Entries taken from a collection

== Segment start ==

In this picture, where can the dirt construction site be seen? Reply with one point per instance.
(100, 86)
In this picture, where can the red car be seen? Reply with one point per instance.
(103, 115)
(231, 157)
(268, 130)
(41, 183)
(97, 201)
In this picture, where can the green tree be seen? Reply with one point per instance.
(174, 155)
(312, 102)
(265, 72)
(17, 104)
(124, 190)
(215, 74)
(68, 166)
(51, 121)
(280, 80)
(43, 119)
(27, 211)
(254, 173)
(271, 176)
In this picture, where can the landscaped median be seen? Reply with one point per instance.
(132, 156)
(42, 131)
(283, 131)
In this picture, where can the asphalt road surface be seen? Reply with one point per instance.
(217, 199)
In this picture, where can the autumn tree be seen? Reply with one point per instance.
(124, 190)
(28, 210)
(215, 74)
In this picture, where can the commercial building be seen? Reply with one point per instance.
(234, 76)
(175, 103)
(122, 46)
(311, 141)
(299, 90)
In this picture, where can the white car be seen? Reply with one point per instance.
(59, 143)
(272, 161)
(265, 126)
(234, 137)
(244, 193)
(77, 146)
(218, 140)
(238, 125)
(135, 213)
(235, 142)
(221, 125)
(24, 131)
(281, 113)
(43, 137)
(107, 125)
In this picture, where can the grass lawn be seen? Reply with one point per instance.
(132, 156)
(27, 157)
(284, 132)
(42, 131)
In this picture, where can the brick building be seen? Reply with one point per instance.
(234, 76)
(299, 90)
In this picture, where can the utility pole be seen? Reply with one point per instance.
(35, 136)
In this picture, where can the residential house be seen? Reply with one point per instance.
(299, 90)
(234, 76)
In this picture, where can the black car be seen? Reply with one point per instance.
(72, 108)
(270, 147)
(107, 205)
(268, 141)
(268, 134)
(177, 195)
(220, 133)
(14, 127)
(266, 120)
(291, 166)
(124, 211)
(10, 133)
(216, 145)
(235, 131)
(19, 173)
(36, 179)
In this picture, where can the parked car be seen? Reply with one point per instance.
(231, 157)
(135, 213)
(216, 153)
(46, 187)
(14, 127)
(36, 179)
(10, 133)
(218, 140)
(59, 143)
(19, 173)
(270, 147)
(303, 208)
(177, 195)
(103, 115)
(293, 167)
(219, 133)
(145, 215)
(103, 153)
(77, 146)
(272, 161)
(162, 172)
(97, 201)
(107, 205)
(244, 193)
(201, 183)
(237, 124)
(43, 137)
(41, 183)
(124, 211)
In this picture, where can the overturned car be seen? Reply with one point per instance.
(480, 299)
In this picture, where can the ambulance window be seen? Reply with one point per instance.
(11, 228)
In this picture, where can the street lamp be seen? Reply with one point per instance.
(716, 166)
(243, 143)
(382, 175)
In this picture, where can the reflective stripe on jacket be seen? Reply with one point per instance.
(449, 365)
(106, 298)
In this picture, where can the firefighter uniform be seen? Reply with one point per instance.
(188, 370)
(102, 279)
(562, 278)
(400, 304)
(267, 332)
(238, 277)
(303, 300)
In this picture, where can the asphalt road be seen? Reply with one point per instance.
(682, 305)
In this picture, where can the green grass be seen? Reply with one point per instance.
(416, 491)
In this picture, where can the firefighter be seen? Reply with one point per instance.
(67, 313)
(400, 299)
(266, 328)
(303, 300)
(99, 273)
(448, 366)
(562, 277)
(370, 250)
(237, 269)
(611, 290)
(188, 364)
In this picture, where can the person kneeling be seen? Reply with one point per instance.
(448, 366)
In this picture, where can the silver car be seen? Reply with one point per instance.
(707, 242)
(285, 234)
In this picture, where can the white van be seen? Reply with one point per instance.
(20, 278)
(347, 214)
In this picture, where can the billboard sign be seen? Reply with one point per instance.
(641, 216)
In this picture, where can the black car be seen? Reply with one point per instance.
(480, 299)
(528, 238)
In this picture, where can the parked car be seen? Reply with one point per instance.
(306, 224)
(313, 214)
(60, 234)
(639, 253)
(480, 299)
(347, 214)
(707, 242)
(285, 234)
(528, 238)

== Segment end ==

About this exercise: From the first line through the last, repeat the entries exactly.

Your solution:
In this picture, where can the dirt construction site be seen? Reply with one point per instance.
(100, 86)
In this picture, where can the red car be seen? Reply with one point per instance.
(103, 115)
(231, 157)
(268, 130)
(41, 183)
(97, 201)
In this picture, where can the green tree be seen? Reply with one point per instance.
(174, 155)
(312, 102)
(265, 72)
(17, 104)
(124, 190)
(215, 74)
(68, 166)
(51, 121)
(280, 80)
(43, 119)
(27, 211)
(254, 173)
(271, 176)
In this picture, where can the landscaped median be seen? Reply with one point per instance.
(132, 156)
(42, 131)
(283, 131)
In this picture, where can the asphalt road surface be seen? Reply with one point per instance.
(217, 199)
In this picture, where can the autumn tree be seen? Reply with one point per instance.
(124, 190)
(28, 210)
(215, 74)
In this picture, where can the commercial building be seen? Reply with one point per instance.
(234, 76)
(175, 103)
(122, 46)
(311, 141)
(299, 90)
In this picture, where can the white car be seen? Reply with one point per instance.
(59, 143)
(272, 161)
(265, 126)
(234, 137)
(244, 193)
(77, 146)
(218, 140)
(238, 125)
(135, 213)
(235, 142)
(221, 125)
(24, 131)
(281, 113)
(43, 137)
(107, 125)
In this picture, where can the grass lawn be seen? Reply with one point per instance.
(132, 156)
(27, 157)
(284, 132)
(42, 131)
In this picture, where can the brick building be seen? Reply with one point per instance.
(234, 76)
(299, 90)
In this picture, where can the utility pole be seen? Reply with one point per instance.
(35, 136)
In this picture, where can the residential house be seen? Reply with one point per instance.
(299, 90)
(234, 76)
In this picture, where can the black car be seen? Reply with one point per instance.
(72, 108)
(270, 147)
(107, 205)
(268, 141)
(268, 134)
(177, 195)
(220, 133)
(14, 127)
(266, 120)
(291, 166)
(124, 211)
(10, 133)
(216, 145)
(235, 131)
(19, 173)
(36, 179)
In this picture, where can the parked car be seen? Reply with one point per instance.
(231, 157)
(135, 213)
(216, 153)
(46, 187)
(14, 127)
(36, 179)
(10, 133)
(218, 140)
(59, 143)
(19, 173)
(270, 147)
(303, 208)
(177, 195)
(103, 115)
(293, 167)
(219, 133)
(145, 215)
(103, 153)
(77, 146)
(272, 161)
(162, 172)
(97, 201)
(107, 205)
(244, 193)
(201, 183)
(237, 124)
(43, 137)
(41, 183)
(124, 211)
In this picture, where can the overturned car be seen? Reply with one point per instance.
(480, 299)
In this picture, where can the ambulance window be seen? Reply with one point per instance.
(11, 228)
In this picture, where can the street lamp be seen? Reply with one point per instance.
(716, 166)
(243, 143)
(382, 175)
In this picture, where can the reflective stripe on jacket be seen? Reply with one point per instance.
(449, 365)
(106, 298)
In this picture, where can the firefighter uniform be seen? Reply with one point per instance.
(188, 370)
(102, 279)
(562, 278)
(400, 304)
(267, 332)
(238, 277)
(303, 300)
In this picture, where can the asphalt road be seen? Reply with one point per instance.
(682, 305)
In this picture, where can the green grass be seen? Reply with one point per instance.
(416, 491)
In this picture, where can the firefighter be seen? Reply with one point per instance.
(67, 313)
(400, 299)
(266, 328)
(303, 300)
(99, 273)
(448, 366)
(562, 277)
(370, 250)
(237, 269)
(611, 290)
(188, 364)
In this picture, where can the person kneeling be seen? Reply with one point per instance.
(448, 366)
In this picture, where can the silver car be seen? Reply with one point per instance.
(707, 242)
(285, 234)
In this picture, where can the white van be seen? Reply with one point per instance.
(20, 278)
(347, 214)
In this picture, where can the billboard sign be seen? Reply with one point per instance.
(641, 216)
In this picture, where can the black car be seen? Reply with one point per instance.
(480, 299)
(528, 238)
In this picture, where can the parked car be seen? Reply with one point per instance.
(306, 224)
(313, 214)
(60, 234)
(639, 253)
(480, 299)
(347, 214)
(707, 242)
(285, 234)
(528, 238)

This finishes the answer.